Merci d'avoir signalé!
Cette image sera automatiquement bloquée après qu'elle soit signalée par plusieurs personnes.



Mémoire d'or et encre féconde
Poésie - « Voyages encrés » et « Les chemins contrariés » de Patrick Navaï
Publié dans Le Temps le 13 - 12 - 2011


Par: Ridha BOURKHIS -
« Aujourd'hui
Mes poèmes jonchent la plage
La mer
Après les avoir noyés
Les a rejetés sur le rivage
Ils gisent les yeux vitreux
Le corps couvert de sel et la langue bleuie
Pourquoi m'acharnerai-je à marcher sur le sable
Sur leur corps épars
Sur les poèmes qui ne sont déjà plus des poèmes
Les mouettes elles-mêmes ne les épargnent pas
Elles leur crèvent les yeux et leur déchiquètent le ventre
Leur bec rougit même le ciel de midi
Hier tu embrassais mes lèvres
Aujourd'hui tu embrasses à pleine bouche les nuages
Demain tu embrasseras mon cadavre. » (p. 92)
Le poète et peintre franco-iranien Patrick Navaï semble apprivoiser ici, par les mots du poème, une désespérance profonde qui, comme ces vers asymétriques et à l'élan régulièrement cassé par les rejets, tombe en chute verticale dans les vicissitudes d'une existence où la poésie, égarée par « la machinerie féroce du moderne » (Lionel Ray), se vide et se meurt ! Comme elle, semble se perdre et s'éteindre le poète désillusionné !

■ Entrées fournies ■

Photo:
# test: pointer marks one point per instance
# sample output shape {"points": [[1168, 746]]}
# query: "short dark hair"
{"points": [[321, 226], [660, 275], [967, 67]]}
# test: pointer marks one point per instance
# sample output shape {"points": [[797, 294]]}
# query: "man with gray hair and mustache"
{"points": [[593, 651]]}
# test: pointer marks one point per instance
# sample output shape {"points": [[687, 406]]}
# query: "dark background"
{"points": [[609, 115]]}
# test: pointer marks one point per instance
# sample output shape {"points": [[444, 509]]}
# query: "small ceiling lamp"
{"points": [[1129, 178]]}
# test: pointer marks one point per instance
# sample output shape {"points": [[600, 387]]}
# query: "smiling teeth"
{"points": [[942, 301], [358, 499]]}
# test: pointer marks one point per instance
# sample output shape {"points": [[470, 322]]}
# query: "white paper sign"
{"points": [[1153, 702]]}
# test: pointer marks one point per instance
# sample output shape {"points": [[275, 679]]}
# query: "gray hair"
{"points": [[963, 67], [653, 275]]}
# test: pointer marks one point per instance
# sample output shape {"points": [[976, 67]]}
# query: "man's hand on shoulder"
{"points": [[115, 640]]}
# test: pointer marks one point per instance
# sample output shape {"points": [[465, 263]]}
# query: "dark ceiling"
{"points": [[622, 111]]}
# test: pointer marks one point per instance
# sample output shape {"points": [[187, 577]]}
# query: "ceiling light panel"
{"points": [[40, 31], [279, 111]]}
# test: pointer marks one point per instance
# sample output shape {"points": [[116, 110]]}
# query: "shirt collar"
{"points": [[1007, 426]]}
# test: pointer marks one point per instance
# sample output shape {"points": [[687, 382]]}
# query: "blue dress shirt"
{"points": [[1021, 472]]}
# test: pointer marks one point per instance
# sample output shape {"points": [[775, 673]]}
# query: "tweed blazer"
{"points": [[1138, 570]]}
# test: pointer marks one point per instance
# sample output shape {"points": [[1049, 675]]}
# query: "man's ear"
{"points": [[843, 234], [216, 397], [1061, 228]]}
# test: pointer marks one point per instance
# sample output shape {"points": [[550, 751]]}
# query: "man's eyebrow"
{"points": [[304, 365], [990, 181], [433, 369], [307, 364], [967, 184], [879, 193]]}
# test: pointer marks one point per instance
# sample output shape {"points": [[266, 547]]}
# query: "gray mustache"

■ Consignes à traiter ■
**1)** Selon l'article sur la poésie de Patrick Navaï, pourquoi la poésie se vide-t-elle et se meurt-elle ? Répondez en une à trois phrases.
**2)** Poursuivez l'article sur la poésie de Patrick Navaï à partir de sa dernière phrase.

■ Corrigé ■
**1)** Elle se vide et se meurt parce qu'elle est égarée par « la machinerie féroce du moderne », formule que l'article cite de Lionel Ray.

**2)**
Pourtant à bien lire les deux nouveaux recueils de Patrick Navaï, Voyages encrés et Les chemins contrariés , on ne peut ne pas constater que cette désespérance dont sont imprégnés certains vers ou qui pointe très discrètement dans certaines peintures, est loin d'être radicale et définitive et qu'une lumière chaude et belle, jaillissant de l'âme du poète et de ses racines lointaines, la baigne régulièrement et la noie en elle, faisant que « la lune (…) s'élève avec son étoile » (p. 4) et qu'il remonte, lui, le poète, « sur le pont/ Voir l'horizon insolent/ Et sentir la mer/ Traversée par de grands poissons » (Ibid).
C'est en effet une volonté artistique plus forte que la désespérance et qui continûment motive le projet de Patrick Navaï de partir et de repartir vers le monde qu'il étreint de toute ses forces y cherchant humanité, amour, espoir et chant et y voyageant sur tous les chemins, ouverts ou contrariés, afin de trouver le Sens, l'intarissable beauté du très pur, l'Autre qui est aussi un cœur, un souffle ému, un horizon de pluie et de fécondité, le poème des poèmes.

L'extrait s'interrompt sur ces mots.